_TASK REQUIREMENTS:_
Omit the pictures from the entries below and retype everything else exactly.

────

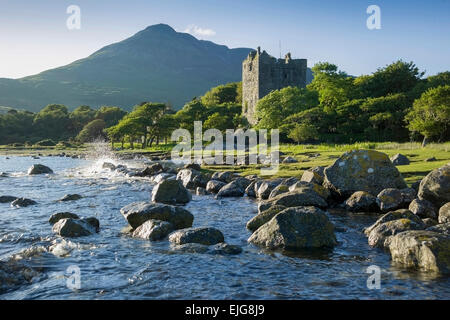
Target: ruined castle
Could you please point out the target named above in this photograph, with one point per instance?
(262, 73)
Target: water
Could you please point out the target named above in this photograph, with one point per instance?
(114, 266)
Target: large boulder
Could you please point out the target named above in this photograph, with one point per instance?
(39, 169)
(138, 212)
(395, 215)
(62, 215)
(214, 186)
(297, 198)
(23, 202)
(361, 201)
(72, 228)
(296, 228)
(380, 235)
(191, 178)
(400, 160)
(153, 230)
(71, 197)
(435, 187)
(7, 199)
(362, 170)
(235, 188)
(421, 249)
(444, 213)
(263, 217)
(423, 208)
(314, 175)
(171, 192)
(203, 235)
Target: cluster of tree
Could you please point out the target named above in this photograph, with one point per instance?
(56, 123)
(394, 103)
(149, 123)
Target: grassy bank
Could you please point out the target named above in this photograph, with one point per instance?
(307, 155)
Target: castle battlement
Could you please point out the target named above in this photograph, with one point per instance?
(262, 73)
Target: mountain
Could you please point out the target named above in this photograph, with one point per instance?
(156, 64)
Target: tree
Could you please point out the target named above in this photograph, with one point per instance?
(430, 115)
(303, 132)
(92, 131)
(279, 104)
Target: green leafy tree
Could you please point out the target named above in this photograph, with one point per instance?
(430, 115)
(92, 131)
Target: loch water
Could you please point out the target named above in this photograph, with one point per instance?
(114, 266)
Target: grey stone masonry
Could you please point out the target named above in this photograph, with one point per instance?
(262, 73)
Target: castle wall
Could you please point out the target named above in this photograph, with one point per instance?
(262, 74)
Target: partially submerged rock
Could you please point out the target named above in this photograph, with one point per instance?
(444, 213)
(23, 202)
(171, 192)
(71, 197)
(201, 235)
(425, 250)
(39, 169)
(62, 215)
(362, 170)
(435, 187)
(153, 230)
(296, 228)
(361, 201)
(138, 212)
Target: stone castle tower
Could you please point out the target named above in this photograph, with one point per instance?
(262, 73)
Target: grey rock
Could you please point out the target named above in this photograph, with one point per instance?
(362, 170)
(435, 187)
(171, 192)
(138, 212)
(23, 202)
(400, 160)
(201, 235)
(444, 213)
(361, 201)
(153, 230)
(296, 228)
(39, 169)
(423, 208)
(214, 186)
(423, 249)
(62, 215)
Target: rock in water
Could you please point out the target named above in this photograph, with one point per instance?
(214, 186)
(138, 212)
(23, 202)
(71, 197)
(361, 201)
(400, 160)
(263, 217)
(171, 192)
(380, 235)
(422, 208)
(62, 215)
(362, 170)
(296, 228)
(426, 250)
(191, 178)
(435, 187)
(153, 230)
(7, 199)
(73, 228)
(39, 169)
(203, 235)
(444, 213)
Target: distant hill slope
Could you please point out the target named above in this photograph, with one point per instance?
(156, 64)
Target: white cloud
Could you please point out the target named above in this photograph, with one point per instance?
(200, 32)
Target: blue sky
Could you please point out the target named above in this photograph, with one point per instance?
(34, 36)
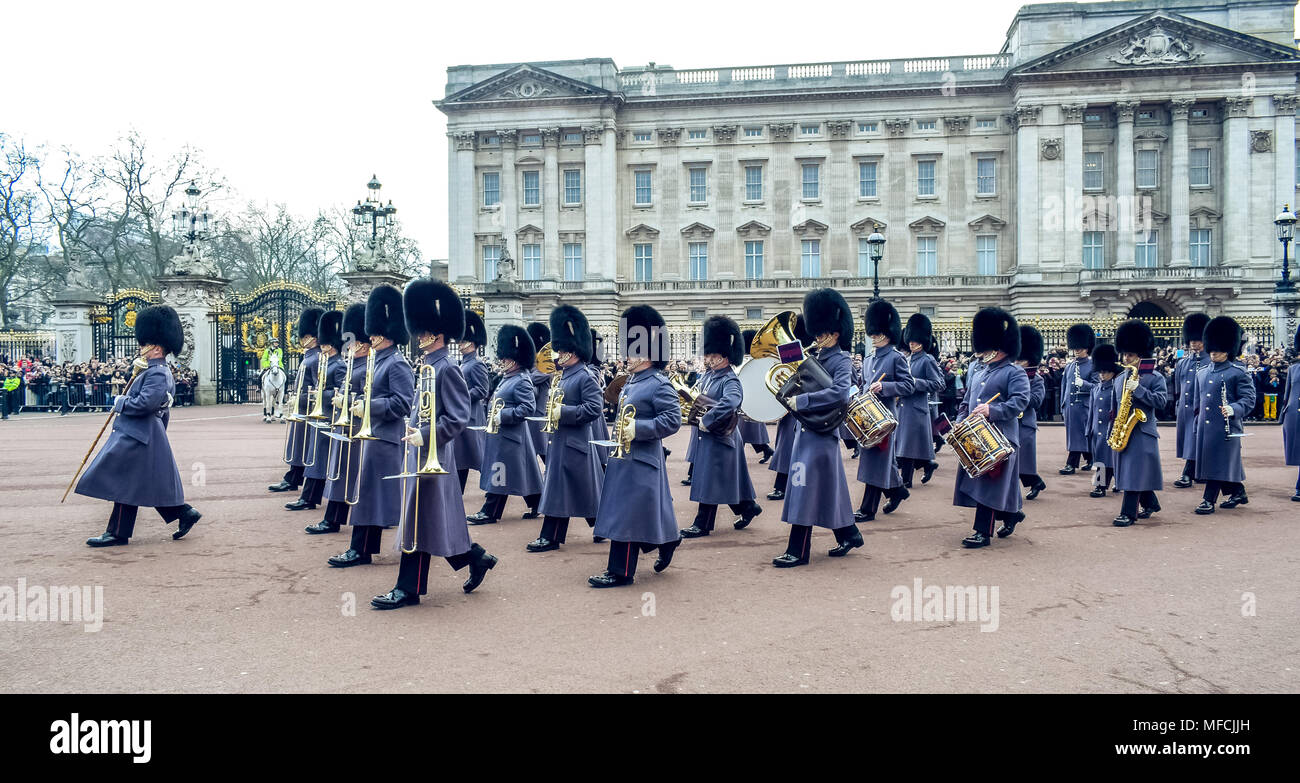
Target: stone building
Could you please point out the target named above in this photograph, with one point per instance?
(1110, 159)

────

_ANSWER IN FULL:_
Target: ruined castle
Could you please point out the target named above in this photograph, with one point per instance?
(262, 73)
Target: water
Could you please point out the target named above in this photograph, with one point per instance?
(114, 266)
Target: large boulder
Could you please point out the target named above in this photograph, with one point per instance?
(39, 169)
(138, 212)
(395, 215)
(62, 215)
(214, 186)
(297, 198)
(23, 202)
(361, 201)
(72, 228)
(296, 228)
(380, 235)
(191, 178)
(400, 160)
(153, 230)
(71, 197)
(435, 187)
(7, 199)
(362, 170)
(235, 188)
(421, 249)
(444, 213)
(263, 217)
(423, 208)
(314, 175)
(171, 192)
(203, 235)
Target: cluster of tree
Could you please point out the target named above in this photograph, with one point per instance?
(56, 123)
(394, 103)
(149, 123)
Target: grassy bank
Could you please point out the target named above in this photograph, with one point per instance?
(307, 155)
Target: castle battlement
Could you please point out the target named above in this photograph, with one point per instance?
(262, 73)
Target: mountain
Could you please point out the target named above in this photograph, with one point per instance?
(156, 64)
Target: tree
Could you please point out the target named above in this photograph, with one point per instance?
(430, 115)
(303, 132)
(92, 131)
(279, 104)
Target: green leafy tree
Could you please point out the target named above in this photograph, with one point per instance?
(430, 115)
(92, 131)
Target: loch water
Could you please point out the target named above in this photograph, with one point per instance?
(114, 266)
Target: grey stone masonry
Could you please point out the target named above in this photograph, with one point per instance?
(262, 73)
Target: castle wall
Could you please point out the target named above in this photograph, with one point per instance?
(262, 74)
Target: partially submerged rock
Could you please point out the target named above in this photograph, with one point per instance?
(444, 213)
(23, 202)
(171, 192)
(71, 197)
(201, 235)
(425, 250)
(39, 169)
(62, 215)
(362, 170)
(435, 187)
(153, 230)
(296, 228)
(361, 201)
(138, 212)
Target: stone castle tower
Could you please point out the target named above in this photograph, with one point per instance?
(262, 73)
Target: grey rock
Could you please point out the target named above in this photograph, with one point per instance?
(362, 170)
(435, 187)
(171, 192)
(138, 212)
(23, 202)
(400, 160)
(201, 235)
(444, 213)
(361, 201)
(153, 230)
(296, 228)
(39, 169)
(423, 208)
(214, 186)
(423, 249)
(62, 215)
Target: rock in water
Could you please point out the target named above in this photograph, with one point per instance?
(214, 186)
(138, 212)
(23, 202)
(71, 197)
(361, 201)
(400, 160)
(263, 217)
(171, 192)
(380, 235)
(422, 208)
(62, 215)
(362, 170)
(296, 228)
(426, 250)
(191, 178)
(435, 187)
(153, 230)
(7, 199)
(73, 228)
(39, 169)
(203, 235)
(444, 213)
Target: distant hill slope
Could you please point out the target named above in this photograph, with one point per instance?
(156, 64)
Target: white cloud
Could you please point out the target named above in this photograph, with one point per instance?
(200, 32)
Target: blue sky
Could you please point out the target named above in this photograph, with one point per instance?
(34, 36)
Target: stone building
Could you please point out the target named above in this photograph, with one point per instance?
(1110, 159)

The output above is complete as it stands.